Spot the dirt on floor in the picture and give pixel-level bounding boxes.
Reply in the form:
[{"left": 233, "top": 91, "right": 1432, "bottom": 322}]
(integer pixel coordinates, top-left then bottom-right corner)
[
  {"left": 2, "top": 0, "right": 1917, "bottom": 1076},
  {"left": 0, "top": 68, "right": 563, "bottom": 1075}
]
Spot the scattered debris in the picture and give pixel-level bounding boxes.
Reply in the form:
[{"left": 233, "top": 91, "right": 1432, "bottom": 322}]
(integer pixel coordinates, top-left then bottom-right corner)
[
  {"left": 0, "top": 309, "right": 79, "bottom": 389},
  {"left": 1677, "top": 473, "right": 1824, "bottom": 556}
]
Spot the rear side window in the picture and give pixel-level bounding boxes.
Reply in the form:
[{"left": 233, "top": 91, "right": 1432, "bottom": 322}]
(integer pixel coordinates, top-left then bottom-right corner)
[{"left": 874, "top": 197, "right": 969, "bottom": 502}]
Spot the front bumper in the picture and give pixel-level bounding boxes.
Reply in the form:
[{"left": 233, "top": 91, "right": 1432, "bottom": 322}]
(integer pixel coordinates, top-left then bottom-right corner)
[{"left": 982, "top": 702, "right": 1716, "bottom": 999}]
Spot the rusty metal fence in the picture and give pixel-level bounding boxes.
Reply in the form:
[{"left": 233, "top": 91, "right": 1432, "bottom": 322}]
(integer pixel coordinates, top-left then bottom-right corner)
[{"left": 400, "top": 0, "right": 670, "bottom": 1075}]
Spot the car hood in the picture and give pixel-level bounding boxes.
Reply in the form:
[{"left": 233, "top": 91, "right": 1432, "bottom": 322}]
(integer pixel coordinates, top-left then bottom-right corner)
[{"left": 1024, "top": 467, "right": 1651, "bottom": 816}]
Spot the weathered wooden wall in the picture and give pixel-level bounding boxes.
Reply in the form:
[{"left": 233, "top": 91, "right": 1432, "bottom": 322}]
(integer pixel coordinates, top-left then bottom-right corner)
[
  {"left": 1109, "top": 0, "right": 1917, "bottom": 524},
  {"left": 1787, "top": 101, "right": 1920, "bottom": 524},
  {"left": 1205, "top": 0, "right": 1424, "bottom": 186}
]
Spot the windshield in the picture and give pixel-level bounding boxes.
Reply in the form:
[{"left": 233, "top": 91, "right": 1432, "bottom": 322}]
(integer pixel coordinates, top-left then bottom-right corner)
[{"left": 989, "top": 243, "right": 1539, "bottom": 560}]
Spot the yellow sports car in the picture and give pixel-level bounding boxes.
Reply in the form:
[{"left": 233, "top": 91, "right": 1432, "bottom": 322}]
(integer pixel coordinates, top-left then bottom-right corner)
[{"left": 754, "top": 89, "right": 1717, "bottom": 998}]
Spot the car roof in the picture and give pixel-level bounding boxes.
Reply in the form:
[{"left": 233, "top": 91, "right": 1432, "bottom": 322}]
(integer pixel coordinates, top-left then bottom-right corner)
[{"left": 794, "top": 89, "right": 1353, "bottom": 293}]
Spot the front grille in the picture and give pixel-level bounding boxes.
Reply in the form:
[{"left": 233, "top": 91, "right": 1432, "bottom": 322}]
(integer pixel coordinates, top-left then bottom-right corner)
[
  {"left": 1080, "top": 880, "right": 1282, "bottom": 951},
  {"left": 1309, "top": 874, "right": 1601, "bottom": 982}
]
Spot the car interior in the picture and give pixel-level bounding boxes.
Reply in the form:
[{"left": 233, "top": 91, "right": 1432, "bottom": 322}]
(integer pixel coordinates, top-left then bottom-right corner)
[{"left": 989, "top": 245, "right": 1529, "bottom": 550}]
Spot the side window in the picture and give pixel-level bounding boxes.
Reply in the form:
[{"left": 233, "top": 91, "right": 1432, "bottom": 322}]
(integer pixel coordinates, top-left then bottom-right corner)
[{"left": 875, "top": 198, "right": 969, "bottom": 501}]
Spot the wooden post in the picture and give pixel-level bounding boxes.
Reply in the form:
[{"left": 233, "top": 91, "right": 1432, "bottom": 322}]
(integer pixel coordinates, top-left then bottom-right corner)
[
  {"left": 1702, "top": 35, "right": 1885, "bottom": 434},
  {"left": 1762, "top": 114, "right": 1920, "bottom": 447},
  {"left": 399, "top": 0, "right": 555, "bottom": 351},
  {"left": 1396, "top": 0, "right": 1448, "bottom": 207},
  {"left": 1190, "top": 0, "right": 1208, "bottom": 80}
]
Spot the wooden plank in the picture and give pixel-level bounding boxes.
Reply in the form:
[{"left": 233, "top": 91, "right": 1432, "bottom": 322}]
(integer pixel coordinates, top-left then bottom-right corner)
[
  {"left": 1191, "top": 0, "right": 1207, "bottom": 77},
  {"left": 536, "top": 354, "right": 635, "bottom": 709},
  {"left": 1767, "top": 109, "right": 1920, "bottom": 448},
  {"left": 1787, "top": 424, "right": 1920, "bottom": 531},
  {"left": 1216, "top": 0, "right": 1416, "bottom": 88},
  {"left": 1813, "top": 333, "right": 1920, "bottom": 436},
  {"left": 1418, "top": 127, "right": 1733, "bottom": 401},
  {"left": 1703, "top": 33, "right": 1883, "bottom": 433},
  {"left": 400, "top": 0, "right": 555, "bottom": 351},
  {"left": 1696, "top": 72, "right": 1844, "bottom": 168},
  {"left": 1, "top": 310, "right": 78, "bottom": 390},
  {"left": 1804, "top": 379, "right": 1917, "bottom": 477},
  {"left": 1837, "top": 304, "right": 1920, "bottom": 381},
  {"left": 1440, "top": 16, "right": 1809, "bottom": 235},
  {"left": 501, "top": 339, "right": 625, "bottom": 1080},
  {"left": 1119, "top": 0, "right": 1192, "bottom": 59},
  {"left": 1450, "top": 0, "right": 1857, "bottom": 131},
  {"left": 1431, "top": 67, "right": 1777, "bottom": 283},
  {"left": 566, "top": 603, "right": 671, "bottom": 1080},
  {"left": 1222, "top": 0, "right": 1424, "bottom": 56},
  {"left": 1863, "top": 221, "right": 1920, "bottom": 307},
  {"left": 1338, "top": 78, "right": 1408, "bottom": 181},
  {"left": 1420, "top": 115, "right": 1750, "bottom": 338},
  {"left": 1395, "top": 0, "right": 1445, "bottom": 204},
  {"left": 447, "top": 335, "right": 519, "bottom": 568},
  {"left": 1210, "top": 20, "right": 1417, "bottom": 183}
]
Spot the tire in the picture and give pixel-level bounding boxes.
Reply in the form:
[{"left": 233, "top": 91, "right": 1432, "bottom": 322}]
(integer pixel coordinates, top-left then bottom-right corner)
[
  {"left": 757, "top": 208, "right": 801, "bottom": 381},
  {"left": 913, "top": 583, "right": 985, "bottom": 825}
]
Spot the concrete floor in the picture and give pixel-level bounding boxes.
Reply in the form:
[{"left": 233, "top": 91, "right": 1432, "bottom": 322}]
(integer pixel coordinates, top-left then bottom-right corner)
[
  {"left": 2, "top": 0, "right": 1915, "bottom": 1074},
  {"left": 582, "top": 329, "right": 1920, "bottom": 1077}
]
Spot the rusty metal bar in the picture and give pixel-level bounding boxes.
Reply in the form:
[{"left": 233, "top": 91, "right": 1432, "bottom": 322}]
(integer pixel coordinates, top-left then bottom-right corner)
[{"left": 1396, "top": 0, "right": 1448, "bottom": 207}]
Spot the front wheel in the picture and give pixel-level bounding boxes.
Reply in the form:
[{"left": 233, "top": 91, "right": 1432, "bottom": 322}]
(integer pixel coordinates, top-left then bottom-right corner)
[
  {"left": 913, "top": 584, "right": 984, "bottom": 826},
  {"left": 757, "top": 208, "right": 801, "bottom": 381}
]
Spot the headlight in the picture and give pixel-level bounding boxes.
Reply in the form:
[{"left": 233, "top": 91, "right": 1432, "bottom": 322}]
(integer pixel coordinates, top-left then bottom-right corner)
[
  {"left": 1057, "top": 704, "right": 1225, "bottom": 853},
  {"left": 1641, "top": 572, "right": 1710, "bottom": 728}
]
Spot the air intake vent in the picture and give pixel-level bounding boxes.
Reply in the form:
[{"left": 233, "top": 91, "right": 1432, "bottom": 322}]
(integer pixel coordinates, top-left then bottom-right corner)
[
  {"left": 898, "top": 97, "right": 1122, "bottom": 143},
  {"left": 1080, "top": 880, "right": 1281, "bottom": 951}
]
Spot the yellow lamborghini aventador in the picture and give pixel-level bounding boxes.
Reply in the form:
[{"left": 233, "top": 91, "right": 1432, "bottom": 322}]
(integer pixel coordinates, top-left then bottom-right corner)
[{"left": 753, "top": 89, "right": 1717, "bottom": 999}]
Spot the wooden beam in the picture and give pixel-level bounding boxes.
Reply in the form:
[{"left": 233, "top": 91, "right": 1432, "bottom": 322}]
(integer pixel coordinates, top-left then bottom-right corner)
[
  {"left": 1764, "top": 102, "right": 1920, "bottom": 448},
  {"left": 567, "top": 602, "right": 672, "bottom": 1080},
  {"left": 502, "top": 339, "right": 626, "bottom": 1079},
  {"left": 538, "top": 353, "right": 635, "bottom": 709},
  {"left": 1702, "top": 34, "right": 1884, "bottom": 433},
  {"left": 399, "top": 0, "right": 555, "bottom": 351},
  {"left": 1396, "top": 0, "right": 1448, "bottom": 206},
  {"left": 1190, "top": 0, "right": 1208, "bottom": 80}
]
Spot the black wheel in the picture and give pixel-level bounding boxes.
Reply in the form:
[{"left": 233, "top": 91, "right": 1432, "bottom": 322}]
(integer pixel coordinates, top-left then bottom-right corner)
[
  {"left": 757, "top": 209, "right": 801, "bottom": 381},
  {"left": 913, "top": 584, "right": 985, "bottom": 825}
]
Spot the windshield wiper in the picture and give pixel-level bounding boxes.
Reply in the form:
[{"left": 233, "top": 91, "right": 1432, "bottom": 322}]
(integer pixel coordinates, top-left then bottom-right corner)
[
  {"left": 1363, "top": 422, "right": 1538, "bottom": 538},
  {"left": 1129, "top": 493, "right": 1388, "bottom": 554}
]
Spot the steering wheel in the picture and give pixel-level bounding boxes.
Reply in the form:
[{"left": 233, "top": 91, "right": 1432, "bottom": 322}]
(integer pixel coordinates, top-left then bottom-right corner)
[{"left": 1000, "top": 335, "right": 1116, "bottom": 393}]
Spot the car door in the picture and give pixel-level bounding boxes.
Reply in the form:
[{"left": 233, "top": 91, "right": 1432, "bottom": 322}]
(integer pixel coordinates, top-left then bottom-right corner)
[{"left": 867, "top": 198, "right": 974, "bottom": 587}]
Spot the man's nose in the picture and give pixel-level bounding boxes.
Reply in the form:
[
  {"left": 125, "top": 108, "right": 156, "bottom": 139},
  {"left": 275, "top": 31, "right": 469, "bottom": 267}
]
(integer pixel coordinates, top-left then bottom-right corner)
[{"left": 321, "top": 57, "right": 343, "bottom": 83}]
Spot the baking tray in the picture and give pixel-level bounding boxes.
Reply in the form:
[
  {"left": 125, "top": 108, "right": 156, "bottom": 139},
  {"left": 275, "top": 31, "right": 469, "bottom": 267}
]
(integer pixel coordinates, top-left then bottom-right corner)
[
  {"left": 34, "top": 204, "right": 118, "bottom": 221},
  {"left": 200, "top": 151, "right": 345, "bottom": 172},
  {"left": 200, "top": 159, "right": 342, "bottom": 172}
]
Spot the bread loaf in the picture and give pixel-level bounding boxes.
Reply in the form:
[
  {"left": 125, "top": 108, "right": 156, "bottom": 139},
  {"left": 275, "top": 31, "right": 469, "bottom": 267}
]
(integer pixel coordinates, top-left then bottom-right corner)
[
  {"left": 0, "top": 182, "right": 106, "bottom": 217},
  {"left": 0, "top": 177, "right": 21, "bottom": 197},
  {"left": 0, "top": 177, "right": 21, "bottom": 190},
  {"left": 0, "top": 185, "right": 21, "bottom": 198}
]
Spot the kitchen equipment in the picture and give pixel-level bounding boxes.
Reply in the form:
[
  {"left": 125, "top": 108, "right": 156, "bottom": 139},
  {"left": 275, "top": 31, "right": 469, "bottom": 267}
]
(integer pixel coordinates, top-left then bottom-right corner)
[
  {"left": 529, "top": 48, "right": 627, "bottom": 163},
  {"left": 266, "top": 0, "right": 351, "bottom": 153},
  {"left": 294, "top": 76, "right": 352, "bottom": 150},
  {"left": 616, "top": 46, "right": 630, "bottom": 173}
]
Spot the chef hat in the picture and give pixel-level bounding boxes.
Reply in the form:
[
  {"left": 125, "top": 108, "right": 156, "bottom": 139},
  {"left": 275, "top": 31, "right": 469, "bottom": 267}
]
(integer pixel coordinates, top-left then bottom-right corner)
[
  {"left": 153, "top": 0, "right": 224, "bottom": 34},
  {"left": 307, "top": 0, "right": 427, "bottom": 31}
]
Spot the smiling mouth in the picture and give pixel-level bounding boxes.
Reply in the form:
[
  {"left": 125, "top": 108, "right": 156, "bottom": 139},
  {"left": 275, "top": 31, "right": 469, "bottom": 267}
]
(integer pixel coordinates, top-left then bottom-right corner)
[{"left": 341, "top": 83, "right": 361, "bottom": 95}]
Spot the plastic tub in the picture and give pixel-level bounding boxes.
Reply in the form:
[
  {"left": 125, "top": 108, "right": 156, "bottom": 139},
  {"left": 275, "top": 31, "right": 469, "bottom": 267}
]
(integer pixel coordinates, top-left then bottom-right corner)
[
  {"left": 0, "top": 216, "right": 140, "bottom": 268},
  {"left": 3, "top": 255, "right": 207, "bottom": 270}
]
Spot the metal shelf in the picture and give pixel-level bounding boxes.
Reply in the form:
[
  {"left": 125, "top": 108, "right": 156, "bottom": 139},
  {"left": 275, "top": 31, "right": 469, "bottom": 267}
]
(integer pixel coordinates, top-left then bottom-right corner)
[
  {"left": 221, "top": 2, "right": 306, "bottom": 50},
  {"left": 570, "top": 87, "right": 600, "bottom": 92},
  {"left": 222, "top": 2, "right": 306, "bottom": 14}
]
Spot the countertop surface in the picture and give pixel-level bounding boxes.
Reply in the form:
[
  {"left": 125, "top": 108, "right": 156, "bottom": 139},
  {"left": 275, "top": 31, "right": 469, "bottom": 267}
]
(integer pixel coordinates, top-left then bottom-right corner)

--------------------

> **Description of the task**: Look for the word "yellow" in every line of the listing and copy the lines that have it.

> **Written response**:
Spot the yellow sports car in the picture and give pixel-level bounding boxes.
Spot the yellow lamborghini aventador in the picture and give pixel-level bounding boxes.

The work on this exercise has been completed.